My days as pre-university student is coming to an end ,and before we know it , its the dreaded final examination . Then I'm done before the commencement of my degree.
Often times than not , people claim how their life fast forwarded without warning. Next thing you know, you are in a cubicle typing a proposal...or supporting a family of five. Funny how time is just a name , but you barely have it .
I honestly still can't believe that I'm in university.
For 11 years , I woke up at 6 am, wearing the same baju kurung to school , grumbling . I hated how its always hot in school and that I had to change after P.E. I'm easily irritated by little things during my adolescent years. I struggled with my studies because I was in the wrong stream for two years.My uni friends could not believe my SPM results compared to my results in uni. I didn't enjoy those moments.
On the other hand,there were good times though ! I made friends with the loveliest bunch possible, and still in touch despite our own undertakings . I was scouted by a girl guide leader to get a queen's guide award , the first ever in my school to do so. I was in a multicultural environment ,where everyone was close knit , no matter what race or religion . I'm eternally grateful to experience all this.

SET EXERCISE 1 —
Rewrite the reflection on school years, starting with the words "My days as pre-university" and stopping after "barely have it .". Replace "proposal" with "report" in that passage.
SET EXERCISE 2 —
Decide whether each statement agrees with the reflection on school years. Give yes or no and quote the text's deciding words. (a) For 11 years the writer woke up at 6 am for school. (b) The writer was the second student in the school to get a queen's guide award. (c) The writer's school environment was multicultural.

ENTRIES SHOWN —
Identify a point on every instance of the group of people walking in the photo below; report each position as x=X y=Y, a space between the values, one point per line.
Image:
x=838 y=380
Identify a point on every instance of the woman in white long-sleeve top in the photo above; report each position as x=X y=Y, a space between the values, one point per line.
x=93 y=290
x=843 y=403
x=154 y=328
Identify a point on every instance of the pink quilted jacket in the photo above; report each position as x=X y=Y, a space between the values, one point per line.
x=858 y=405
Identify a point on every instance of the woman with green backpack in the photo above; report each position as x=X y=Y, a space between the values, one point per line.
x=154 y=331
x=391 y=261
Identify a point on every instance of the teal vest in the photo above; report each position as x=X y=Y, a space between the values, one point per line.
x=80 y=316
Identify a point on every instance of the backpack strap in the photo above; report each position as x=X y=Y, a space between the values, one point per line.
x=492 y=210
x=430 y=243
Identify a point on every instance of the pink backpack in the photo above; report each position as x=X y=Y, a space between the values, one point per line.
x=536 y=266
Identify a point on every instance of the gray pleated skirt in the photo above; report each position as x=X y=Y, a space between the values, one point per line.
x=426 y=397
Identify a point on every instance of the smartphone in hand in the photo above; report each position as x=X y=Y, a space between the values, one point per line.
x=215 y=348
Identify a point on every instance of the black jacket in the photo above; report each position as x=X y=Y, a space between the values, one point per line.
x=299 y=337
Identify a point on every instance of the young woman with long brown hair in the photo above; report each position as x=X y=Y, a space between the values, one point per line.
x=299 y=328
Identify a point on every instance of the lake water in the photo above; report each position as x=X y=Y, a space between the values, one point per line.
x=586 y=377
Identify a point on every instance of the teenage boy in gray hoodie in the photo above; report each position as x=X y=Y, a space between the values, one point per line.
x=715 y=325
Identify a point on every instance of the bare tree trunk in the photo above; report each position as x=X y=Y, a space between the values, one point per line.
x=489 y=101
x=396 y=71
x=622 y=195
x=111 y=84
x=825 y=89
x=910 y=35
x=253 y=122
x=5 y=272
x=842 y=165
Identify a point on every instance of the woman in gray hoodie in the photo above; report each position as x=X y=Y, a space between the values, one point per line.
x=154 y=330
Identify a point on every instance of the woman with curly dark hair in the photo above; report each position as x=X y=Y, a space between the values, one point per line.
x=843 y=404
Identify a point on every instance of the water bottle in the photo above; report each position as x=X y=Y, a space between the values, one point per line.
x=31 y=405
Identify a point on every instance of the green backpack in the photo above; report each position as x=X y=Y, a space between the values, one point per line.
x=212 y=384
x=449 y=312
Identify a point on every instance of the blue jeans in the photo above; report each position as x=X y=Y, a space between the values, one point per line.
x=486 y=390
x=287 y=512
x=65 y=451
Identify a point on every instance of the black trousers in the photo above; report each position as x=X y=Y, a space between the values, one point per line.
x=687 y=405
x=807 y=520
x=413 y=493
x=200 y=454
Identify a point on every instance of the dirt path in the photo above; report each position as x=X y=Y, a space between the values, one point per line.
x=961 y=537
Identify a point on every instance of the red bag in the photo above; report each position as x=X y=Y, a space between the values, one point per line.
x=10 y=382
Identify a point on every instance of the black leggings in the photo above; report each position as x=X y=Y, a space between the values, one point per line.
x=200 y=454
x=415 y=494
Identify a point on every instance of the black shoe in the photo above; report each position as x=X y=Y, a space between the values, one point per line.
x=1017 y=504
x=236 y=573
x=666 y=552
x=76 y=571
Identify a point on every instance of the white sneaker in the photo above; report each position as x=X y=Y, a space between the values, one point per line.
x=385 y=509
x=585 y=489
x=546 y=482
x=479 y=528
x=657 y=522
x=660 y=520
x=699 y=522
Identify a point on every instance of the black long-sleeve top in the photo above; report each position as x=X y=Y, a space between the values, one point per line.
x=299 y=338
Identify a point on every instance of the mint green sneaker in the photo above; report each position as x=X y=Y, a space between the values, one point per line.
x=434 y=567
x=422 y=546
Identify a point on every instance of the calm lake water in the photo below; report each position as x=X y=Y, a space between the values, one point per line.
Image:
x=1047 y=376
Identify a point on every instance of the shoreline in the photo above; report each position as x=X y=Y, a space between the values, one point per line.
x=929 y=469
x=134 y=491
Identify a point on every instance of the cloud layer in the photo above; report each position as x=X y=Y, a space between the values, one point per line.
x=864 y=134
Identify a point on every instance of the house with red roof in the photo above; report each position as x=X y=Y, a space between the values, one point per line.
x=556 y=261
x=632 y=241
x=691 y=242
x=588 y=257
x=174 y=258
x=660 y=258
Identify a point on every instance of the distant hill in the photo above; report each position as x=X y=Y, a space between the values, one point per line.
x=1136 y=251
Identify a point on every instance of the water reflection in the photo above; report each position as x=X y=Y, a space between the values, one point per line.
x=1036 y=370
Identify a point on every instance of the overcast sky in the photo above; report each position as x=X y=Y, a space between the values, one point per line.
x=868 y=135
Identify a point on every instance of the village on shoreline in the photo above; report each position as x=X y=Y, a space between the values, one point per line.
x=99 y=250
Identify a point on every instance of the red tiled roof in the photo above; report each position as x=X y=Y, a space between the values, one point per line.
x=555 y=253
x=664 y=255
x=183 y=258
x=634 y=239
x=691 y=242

EXERCISE RESULT 1 —
My days as pre-university student is coming to an end ,and before we know it , its the dreaded final examination . Then I'm done before the commencement of my degree.
Often times than not , people claim how their life fast forwarded without warning. Next thing you know, you are in a cubicle typing a report...or supporting a family of five. Funny how time is just a name , but you barely have it .

EXERCISE RESULT 2 —
(a) Yes: "For 11 years , I woke up at 6 am"
(b) No: "the first ever in my school to do so"
(c) Yes: "I was in a multicultural environment"